Show every line of the data below that contains the string "blurred", matching case exactly.

----

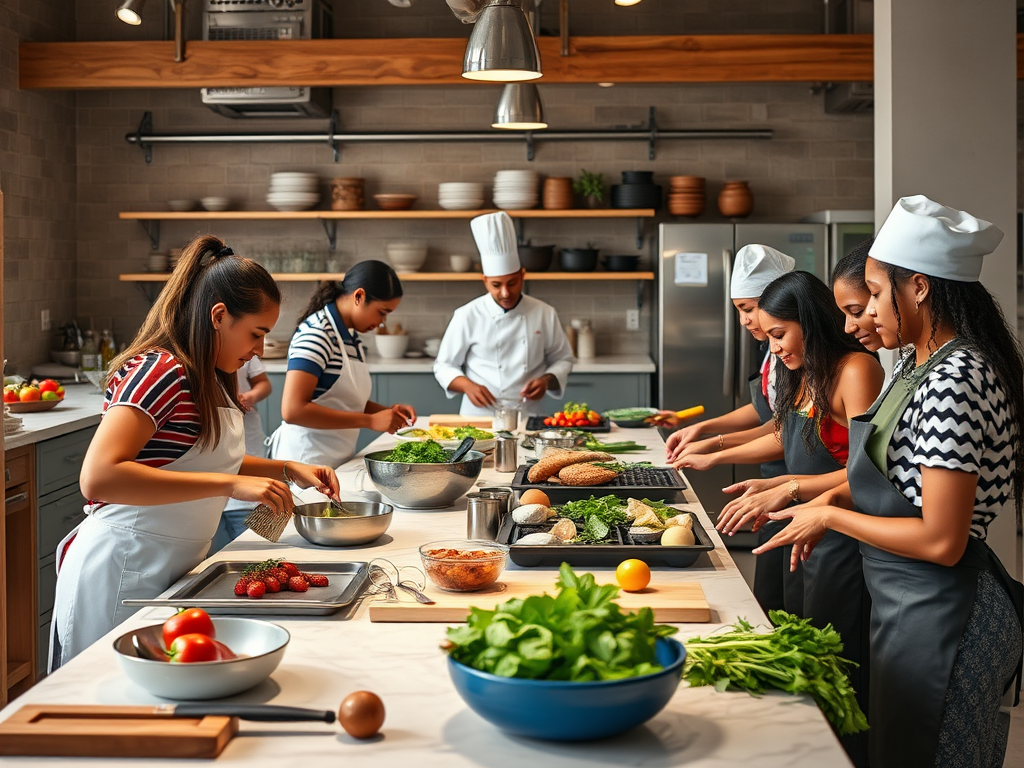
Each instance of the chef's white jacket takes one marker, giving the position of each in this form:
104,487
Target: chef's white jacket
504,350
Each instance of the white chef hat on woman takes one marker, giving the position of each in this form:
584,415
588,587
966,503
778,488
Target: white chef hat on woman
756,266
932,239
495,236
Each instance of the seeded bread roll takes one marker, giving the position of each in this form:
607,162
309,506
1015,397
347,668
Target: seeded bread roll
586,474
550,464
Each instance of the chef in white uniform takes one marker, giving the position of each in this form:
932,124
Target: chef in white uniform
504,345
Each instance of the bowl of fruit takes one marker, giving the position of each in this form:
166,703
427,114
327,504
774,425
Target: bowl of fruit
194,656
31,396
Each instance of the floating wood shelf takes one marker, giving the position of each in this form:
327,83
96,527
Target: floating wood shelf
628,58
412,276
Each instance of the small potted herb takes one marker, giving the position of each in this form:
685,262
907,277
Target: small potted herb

----

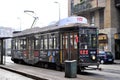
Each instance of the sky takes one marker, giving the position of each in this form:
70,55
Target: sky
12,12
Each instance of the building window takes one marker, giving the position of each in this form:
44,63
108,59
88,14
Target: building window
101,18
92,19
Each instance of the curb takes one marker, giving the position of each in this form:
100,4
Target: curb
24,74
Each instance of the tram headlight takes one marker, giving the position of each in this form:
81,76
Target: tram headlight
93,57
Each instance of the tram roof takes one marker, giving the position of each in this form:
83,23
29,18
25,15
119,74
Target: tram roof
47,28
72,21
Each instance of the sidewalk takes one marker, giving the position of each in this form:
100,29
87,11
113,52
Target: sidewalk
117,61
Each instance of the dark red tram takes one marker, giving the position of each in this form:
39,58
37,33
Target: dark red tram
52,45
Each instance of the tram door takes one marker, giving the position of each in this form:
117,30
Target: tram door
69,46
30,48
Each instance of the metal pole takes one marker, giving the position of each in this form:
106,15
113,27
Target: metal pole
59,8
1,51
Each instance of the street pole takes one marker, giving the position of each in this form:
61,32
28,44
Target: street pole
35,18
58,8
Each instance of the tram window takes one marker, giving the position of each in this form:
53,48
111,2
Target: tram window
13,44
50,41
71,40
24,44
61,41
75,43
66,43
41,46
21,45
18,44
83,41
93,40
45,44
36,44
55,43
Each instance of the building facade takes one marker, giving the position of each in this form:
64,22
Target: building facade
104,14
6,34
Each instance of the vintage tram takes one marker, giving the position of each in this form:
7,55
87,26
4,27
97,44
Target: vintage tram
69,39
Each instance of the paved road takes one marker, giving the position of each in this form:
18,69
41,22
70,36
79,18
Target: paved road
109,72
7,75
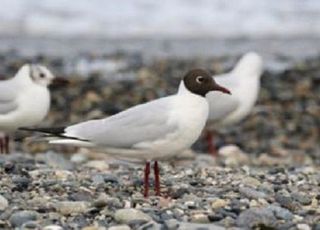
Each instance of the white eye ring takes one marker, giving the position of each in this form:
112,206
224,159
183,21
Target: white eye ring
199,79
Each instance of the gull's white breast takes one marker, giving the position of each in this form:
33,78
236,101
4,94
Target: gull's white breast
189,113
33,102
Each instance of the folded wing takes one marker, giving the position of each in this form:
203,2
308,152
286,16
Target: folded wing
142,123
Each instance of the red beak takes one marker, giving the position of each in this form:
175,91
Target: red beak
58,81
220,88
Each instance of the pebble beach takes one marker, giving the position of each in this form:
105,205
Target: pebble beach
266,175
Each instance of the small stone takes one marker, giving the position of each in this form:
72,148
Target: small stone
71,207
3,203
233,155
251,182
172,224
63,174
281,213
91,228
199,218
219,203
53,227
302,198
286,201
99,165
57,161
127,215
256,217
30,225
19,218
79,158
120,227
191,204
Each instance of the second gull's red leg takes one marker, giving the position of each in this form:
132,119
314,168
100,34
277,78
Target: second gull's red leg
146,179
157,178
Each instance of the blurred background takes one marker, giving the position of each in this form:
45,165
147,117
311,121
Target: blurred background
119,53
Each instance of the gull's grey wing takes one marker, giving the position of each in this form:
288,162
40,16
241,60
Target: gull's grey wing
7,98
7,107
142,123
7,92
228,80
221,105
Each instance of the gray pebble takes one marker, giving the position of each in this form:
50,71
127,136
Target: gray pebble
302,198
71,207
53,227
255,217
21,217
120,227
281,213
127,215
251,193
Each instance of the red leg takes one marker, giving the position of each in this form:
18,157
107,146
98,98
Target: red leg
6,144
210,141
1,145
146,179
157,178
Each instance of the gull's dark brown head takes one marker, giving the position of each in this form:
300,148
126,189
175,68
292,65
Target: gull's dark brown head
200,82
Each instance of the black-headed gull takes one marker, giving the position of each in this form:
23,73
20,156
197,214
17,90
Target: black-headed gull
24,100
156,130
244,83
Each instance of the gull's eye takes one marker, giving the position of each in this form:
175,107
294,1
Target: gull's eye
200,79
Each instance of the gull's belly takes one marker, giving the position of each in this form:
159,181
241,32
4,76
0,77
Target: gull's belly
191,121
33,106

----

RIGHT ANSWER:
Each instance of the blurred background takes one marker, giving the position of each in this form:
Target: blurred background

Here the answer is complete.